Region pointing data
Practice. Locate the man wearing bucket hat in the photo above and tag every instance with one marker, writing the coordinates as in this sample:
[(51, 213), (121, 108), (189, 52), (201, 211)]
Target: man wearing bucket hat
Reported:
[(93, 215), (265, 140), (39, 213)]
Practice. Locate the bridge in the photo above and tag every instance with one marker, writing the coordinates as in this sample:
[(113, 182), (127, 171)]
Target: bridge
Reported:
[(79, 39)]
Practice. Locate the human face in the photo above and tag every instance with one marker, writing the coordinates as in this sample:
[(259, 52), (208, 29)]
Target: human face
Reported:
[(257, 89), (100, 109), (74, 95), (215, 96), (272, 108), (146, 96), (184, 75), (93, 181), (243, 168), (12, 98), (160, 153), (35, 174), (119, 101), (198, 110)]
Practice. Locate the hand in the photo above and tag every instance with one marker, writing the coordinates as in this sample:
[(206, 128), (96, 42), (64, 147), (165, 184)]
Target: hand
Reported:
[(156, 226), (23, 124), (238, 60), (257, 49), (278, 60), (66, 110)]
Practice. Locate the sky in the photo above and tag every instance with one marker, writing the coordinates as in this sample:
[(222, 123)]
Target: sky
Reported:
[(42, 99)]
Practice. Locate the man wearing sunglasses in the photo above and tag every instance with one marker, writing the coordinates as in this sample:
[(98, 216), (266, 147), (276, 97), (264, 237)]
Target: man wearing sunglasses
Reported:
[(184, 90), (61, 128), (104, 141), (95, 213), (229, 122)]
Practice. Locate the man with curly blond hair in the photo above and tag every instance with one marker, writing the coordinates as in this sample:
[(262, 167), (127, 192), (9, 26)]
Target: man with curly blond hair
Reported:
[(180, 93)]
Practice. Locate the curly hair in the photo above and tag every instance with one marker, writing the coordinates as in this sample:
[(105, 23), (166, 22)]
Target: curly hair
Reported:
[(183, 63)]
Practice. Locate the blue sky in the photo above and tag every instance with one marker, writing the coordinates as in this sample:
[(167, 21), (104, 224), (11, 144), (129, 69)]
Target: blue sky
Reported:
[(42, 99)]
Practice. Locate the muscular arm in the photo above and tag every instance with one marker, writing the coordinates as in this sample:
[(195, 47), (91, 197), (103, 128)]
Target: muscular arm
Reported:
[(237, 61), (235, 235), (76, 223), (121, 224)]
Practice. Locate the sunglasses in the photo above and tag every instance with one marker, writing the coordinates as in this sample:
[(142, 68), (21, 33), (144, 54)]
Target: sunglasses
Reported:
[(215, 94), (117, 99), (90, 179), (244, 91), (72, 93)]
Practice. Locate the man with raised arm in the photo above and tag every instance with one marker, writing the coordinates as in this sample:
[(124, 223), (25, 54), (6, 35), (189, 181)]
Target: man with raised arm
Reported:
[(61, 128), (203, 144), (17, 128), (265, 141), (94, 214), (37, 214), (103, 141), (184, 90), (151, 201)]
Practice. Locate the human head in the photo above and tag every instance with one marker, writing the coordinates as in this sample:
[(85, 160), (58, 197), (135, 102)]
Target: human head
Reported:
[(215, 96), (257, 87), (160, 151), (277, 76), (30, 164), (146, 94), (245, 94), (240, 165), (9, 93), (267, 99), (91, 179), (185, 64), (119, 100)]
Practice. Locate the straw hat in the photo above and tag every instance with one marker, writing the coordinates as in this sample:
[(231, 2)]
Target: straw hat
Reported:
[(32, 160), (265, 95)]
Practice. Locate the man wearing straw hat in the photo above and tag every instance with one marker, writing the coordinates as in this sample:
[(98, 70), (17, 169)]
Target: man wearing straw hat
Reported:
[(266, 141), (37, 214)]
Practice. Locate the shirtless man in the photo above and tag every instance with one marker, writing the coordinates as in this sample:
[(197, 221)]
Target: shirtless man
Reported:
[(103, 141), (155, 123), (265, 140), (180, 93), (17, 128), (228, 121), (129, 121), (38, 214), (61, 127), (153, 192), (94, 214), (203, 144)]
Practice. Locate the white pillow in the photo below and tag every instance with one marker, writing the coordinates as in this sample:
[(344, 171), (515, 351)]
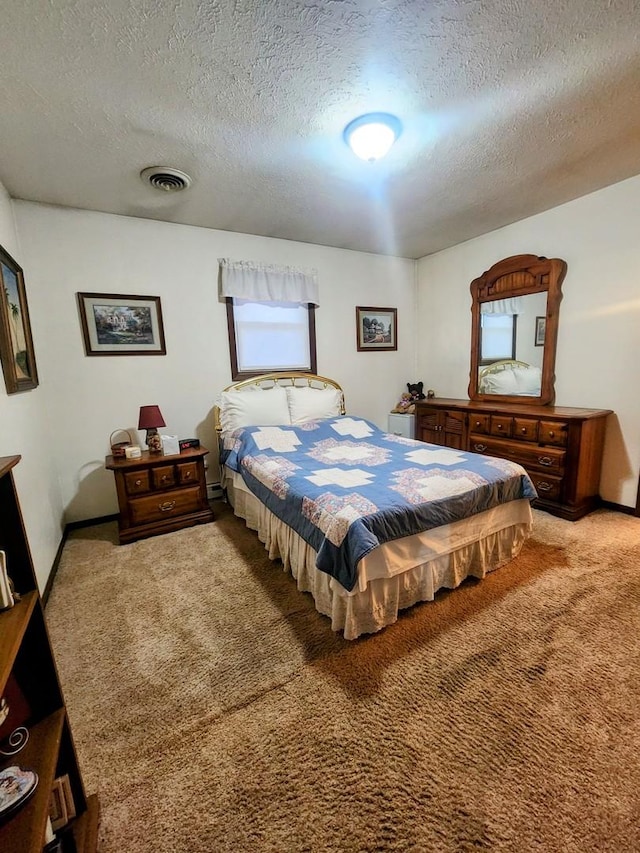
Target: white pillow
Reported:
[(265, 407), (527, 380), (310, 404), (502, 382)]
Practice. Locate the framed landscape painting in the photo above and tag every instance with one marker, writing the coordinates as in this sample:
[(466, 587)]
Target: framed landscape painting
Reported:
[(113, 324), (377, 328), (16, 345)]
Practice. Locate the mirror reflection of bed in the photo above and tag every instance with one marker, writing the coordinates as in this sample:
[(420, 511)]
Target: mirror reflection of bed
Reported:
[(367, 522), (509, 376)]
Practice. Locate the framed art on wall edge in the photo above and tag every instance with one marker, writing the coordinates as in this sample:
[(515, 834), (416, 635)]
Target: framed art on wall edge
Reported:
[(377, 328), (113, 324), (16, 345)]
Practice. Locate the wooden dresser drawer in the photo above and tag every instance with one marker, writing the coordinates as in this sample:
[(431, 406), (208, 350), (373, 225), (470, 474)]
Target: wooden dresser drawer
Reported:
[(547, 487), (529, 456), (137, 482), (162, 505), (501, 425), (480, 423), (526, 429), (553, 432)]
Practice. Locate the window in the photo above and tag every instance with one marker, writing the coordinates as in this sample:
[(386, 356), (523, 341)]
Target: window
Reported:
[(498, 337), (267, 337)]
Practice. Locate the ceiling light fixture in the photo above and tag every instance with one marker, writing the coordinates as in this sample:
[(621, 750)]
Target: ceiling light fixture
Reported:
[(371, 136), (165, 178)]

Work instructions
Say how many lines in the records hold the string "shirtless". Give no other words.

Response to this exercise
2